#### Kaynak Metin

Şimdi AKP’nin Kızılcahamam kampına göz atmakta fayda var. Kürsüye çıkan HUKUK BEY, EKONOMİ BEY ve EĞİYİM BEY’in konuşmaları dikkate değer!
HUKUK BEY
Sevgili iktidar sahipleri!
Bu yıl beni hakikaten çok yıprattınız. Öyle işler yaptınız ki, kendimi kişiye özel hissettim. Bazen kendime zengin sevgili yaptım. Kurunun yanındaki yaşa hiç acımadım. Söz konusu iktidarın çıkarıysa, teferruatlara bile bakmadım. Adalet terazim o kadar çok oynadı ki, yeri geldi kibirle coşup halay çektim. O kadar hızlı aktım ki yola bakmadan atladım. Vicdanların altında kaldım. Hz Ömer’in adaleti geldi aklıma. Gözlerim doldu ama önümü iliklemekten vazgeçmedim. Bazen üzülmüyor değilim. Gelişmiş bir ülkenin hukuk vatandaşı olsaydım, yapılan olan millet bahçelerinde KEK gibi zaman geçirecektim! Benim normalde herkese eşit mesafede olmam gerekirken, geldiğimiz noktada bazen aynadan kendi yüzüme tüküresim geliyor. Kararlarım canımı çok sıktı bu dönemde, umarım bu toplantı yaralarımı sarmama yardımcı olur. Hepinizi anayasamızın, yani benim üzerime ettiğiniz yemini hatırlamanızı diliyor en eşit, kalbi değil akli duygularla selamlıyorum. Adım hukuk lütfen beni daha da guguk haline getirmeyin. Ben GUGUK olup uçarsam her şey biter !
EKONOMİ BEY
Sevgili arkadaşlar! İnanın kürsüye çıkacak takatim yok. Bir tek asgari ücretli kardeşlerim halimi anladı. Kötüyüm diyorum, siz maşallah çok iyi görünüyorsun diyorsunuz. Yahu ben kanserim bitmiş tükenmiş durumdayım. Sırf hava olsun diye yatırım adı altında beynime giden atar damarlarıma LİMAK çimento döktünüz. Dolar karşısında yemediğim yumruk kalmadı. Neremi korumaya çalışsam orama vuruyorlar. Kafamda kırmadık patates bırakmadılar. Geçen bakan çıktı reçetemi okudu. Şöyle iyiymişim, böyle iyiymişim! En çok zoruma giden de kötüyüm diye numara yapıyormuşum! Ben eskiden kafama anayasa kitapçığı yemiş adamım ben kendimi bilmiyor muyum! Enflasyon rakamları mermi gibi yağıyor cebimdeki meteliklerin üstüne. Her tarafım delik deşik. PELİNSU HANIM gibi her yerime makyaj yaptım yine tanıdılar beni! Geçen gelişmemiş ülke ekonomi beyleri ile koyteyl de Ejder aromalı smothine içiyoruz hesabı bana kilitleyecekler diye ödüm koptu. Hastayım, öksürürken ciğerimden ses geliyor diyorum, ameliyat lazım diyorum aspirin verip, iyisin diyorlar. Sırtıma vurdu geçen bakanlardan biri. Heyt aslanım be taş gibisin maşallah diyor! Yanağımdaki çiziklere bakıp nasıl da teğet geçmiş diyor. Allahım sen dolar karşısındaki gücüme mukayyet ol! Gittikçe eridiğimin farkındayım. Cebinizdeki son kuruşları da enflasyona yedireceğimden dolayı hepinizden özür diliyorum. Patatesle kalın, soğana emanet olunuz.

########

> **Yapılacak İş**: Kaynak metindeki Hukuk Bey konuşmasında "bazen" sözcüğünün geçtiği cümlelerin tamamını, metindeki biçimleriyle sıralayınız. Sonraki öğeler, kaynak metinden bağımsız ve ayrı bir malzemedir.

#### Kayıtlar

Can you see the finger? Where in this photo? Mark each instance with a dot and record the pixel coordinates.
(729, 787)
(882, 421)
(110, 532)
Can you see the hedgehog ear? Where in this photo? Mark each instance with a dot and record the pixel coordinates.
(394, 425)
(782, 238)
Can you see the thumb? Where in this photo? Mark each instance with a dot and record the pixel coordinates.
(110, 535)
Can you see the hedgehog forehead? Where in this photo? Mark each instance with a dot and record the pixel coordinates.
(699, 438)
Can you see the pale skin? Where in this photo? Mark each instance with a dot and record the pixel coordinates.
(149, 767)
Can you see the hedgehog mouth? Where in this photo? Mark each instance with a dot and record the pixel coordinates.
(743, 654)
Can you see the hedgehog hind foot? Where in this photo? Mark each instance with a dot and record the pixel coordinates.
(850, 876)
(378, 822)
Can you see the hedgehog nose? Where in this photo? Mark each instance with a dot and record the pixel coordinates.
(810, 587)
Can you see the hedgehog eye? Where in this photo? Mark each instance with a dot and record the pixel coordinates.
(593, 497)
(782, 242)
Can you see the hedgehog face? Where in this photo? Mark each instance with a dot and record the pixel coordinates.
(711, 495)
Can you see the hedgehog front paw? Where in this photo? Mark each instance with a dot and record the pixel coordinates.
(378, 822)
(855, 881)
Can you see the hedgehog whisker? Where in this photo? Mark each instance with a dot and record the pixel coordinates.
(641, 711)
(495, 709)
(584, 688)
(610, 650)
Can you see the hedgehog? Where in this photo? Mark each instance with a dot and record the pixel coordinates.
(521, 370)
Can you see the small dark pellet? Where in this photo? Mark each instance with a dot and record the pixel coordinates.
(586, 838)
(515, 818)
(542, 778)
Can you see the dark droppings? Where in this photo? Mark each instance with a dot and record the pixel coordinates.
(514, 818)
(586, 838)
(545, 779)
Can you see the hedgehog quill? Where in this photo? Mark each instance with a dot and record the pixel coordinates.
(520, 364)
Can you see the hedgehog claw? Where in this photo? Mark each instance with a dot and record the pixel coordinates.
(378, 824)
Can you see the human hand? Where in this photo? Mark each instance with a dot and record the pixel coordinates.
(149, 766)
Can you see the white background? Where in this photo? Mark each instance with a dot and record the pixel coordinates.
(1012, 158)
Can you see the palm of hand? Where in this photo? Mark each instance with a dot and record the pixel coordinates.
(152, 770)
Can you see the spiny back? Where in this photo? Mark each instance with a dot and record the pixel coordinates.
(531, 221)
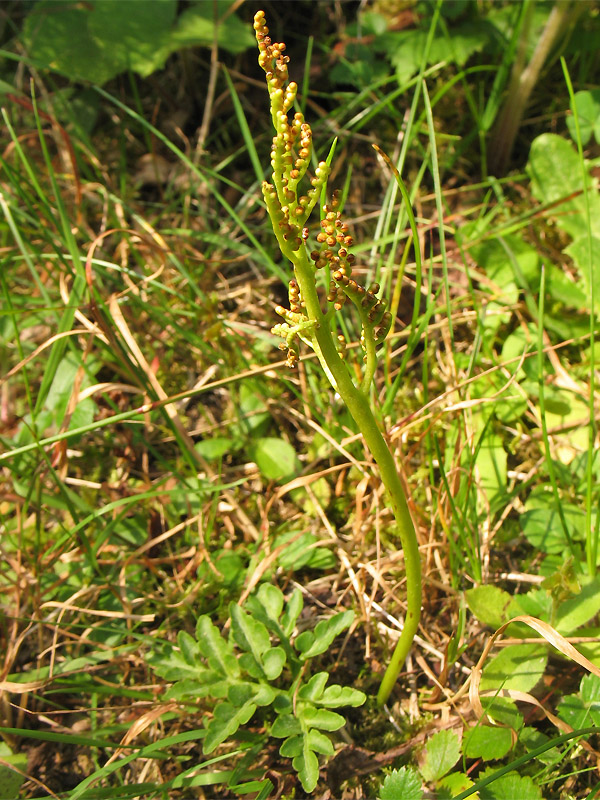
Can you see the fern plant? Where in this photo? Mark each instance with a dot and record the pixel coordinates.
(244, 671)
(306, 321)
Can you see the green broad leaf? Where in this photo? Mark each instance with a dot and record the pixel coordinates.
(582, 709)
(441, 754)
(292, 611)
(401, 784)
(517, 667)
(510, 787)
(313, 690)
(407, 48)
(273, 662)
(196, 27)
(536, 602)
(336, 696)
(286, 725)
(576, 713)
(275, 458)
(531, 739)
(487, 742)
(250, 634)
(320, 743)
(489, 604)
(555, 172)
(225, 722)
(319, 718)
(452, 785)
(590, 691)
(271, 598)
(306, 765)
(587, 104)
(313, 643)
(504, 712)
(509, 262)
(218, 652)
(578, 610)
(585, 252)
(292, 747)
(97, 40)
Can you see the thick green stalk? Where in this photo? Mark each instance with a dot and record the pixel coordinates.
(305, 318)
(358, 405)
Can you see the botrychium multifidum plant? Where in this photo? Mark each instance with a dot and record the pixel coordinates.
(307, 321)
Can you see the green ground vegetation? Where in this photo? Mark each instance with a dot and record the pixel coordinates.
(201, 577)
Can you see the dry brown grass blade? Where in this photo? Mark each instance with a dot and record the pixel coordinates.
(544, 629)
(140, 725)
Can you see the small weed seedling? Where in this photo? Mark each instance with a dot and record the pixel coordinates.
(208, 665)
(307, 321)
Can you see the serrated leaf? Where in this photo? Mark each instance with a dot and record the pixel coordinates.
(489, 604)
(320, 743)
(225, 722)
(250, 634)
(273, 662)
(336, 696)
(314, 688)
(319, 717)
(286, 725)
(401, 784)
(452, 785)
(319, 640)
(250, 665)
(292, 746)
(488, 743)
(442, 753)
(291, 612)
(307, 766)
(509, 787)
(217, 651)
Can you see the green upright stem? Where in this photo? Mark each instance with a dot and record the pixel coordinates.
(289, 212)
(358, 405)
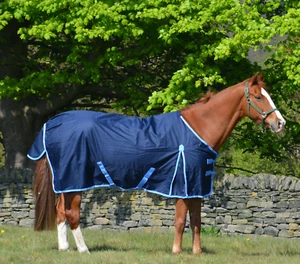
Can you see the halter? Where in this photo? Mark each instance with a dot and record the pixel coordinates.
(264, 115)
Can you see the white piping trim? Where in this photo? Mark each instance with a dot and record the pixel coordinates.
(203, 141)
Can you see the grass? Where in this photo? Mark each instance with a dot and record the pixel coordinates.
(23, 245)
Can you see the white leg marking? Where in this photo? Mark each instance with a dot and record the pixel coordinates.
(62, 231)
(81, 246)
(264, 93)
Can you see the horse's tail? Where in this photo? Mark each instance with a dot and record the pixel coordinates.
(44, 196)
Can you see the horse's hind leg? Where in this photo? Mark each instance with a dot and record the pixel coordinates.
(180, 221)
(195, 223)
(72, 205)
(61, 220)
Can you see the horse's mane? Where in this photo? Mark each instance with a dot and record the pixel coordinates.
(204, 99)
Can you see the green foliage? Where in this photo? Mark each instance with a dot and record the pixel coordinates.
(159, 55)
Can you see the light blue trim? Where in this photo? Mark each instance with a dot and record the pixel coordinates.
(106, 174)
(40, 156)
(204, 142)
(145, 178)
(180, 154)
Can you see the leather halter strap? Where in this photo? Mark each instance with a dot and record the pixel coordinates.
(263, 114)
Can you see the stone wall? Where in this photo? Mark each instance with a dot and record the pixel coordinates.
(262, 204)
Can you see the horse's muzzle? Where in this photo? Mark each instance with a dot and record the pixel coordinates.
(278, 126)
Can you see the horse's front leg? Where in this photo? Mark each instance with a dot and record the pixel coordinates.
(194, 207)
(72, 202)
(180, 221)
(61, 221)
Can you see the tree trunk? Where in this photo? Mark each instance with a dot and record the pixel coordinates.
(19, 127)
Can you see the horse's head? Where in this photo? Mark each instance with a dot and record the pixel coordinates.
(260, 106)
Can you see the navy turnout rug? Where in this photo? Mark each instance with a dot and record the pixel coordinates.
(159, 154)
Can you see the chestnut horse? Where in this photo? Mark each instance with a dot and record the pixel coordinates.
(212, 119)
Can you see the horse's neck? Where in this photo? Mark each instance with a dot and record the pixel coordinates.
(213, 121)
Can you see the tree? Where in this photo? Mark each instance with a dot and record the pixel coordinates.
(56, 55)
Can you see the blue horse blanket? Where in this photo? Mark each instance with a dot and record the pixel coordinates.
(160, 154)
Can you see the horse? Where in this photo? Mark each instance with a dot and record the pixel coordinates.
(205, 125)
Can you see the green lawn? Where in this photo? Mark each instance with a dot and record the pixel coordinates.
(23, 245)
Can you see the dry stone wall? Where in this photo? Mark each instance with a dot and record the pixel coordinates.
(262, 204)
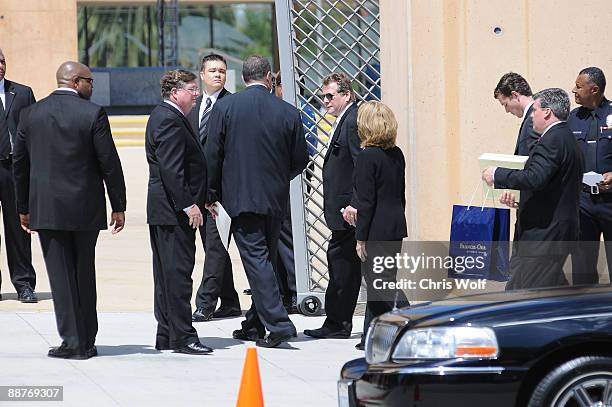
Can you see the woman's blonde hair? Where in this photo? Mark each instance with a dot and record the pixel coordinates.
(376, 125)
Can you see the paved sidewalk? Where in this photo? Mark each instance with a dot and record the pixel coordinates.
(130, 372)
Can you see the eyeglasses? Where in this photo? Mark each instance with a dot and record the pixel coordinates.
(329, 96)
(193, 91)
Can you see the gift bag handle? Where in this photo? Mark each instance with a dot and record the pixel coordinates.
(474, 194)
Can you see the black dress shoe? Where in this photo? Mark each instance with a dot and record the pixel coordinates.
(327, 333)
(224, 312)
(27, 296)
(195, 348)
(244, 335)
(63, 352)
(272, 341)
(201, 315)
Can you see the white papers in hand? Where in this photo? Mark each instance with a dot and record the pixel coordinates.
(224, 223)
(591, 178)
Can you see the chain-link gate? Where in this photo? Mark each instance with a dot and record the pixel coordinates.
(318, 37)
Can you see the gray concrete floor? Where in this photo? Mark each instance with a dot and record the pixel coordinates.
(129, 371)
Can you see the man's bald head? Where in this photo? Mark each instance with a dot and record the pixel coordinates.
(76, 76)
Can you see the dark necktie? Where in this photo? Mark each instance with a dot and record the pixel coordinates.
(5, 142)
(593, 133)
(204, 120)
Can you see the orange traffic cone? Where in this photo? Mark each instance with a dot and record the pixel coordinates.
(250, 394)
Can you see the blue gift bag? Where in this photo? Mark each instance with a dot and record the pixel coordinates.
(479, 243)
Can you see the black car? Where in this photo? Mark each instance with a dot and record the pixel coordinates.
(522, 348)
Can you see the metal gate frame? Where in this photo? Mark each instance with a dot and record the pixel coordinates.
(317, 37)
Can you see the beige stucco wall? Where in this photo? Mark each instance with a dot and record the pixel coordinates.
(36, 36)
(440, 62)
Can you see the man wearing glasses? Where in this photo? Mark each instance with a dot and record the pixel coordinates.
(14, 97)
(63, 156)
(342, 260)
(217, 277)
(175, 196)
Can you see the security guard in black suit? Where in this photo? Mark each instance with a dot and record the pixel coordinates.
(591, 123)
(344, 264)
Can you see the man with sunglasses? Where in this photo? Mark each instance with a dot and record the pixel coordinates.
(342, 260)
(14, 97)
(174, 201)
(63, 157)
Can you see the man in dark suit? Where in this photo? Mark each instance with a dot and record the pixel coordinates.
(255, 147)
(550, 186)
(13, 98)
(176, 182)
(217, 277)
(514, 94)
(342, 260)
(63, 157)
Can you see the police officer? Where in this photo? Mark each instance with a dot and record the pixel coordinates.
(591, 123)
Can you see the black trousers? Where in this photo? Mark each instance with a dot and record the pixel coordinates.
(595, 219)
(344, 280)
(257, 239)
(536, 271)
(217, 277)
(70, 261)
(173, 260)
(18, 242)
(285, 266)
(380, 298)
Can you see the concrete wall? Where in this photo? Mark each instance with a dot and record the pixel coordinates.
(36, 37)
(441, 60)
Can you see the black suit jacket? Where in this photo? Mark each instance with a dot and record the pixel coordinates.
(338, 165)
(17, 98)
(527, 136)
(379, 183)
(193, 115)
(255, 146)
(550, 187)
(63, 155)
(176, 166)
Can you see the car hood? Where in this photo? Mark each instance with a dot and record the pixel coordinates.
(504, 307)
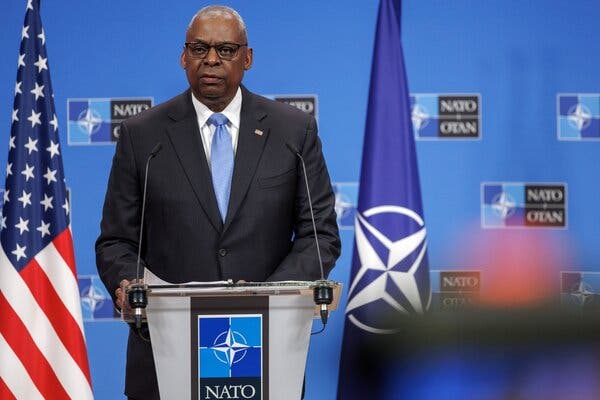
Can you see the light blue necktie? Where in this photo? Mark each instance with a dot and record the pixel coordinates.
(221, 161)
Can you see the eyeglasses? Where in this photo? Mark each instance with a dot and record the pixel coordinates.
(225, 51)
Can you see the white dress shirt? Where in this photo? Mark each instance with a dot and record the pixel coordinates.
(232, 112)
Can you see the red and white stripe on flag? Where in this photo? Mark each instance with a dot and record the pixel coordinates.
(42, 343)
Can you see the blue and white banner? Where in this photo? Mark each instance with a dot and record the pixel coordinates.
(390, 272)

########

> **Sonuç**:
1. Bazen kendime zengin sevgili yaptım.
2. Bazen üzülmüyor değilim.
3. Benim normalde herkese eşit mesafede olmam gerekirken, geldiğimiz noktada bazen aynadan kendi yüzüme tüküresim geliyor.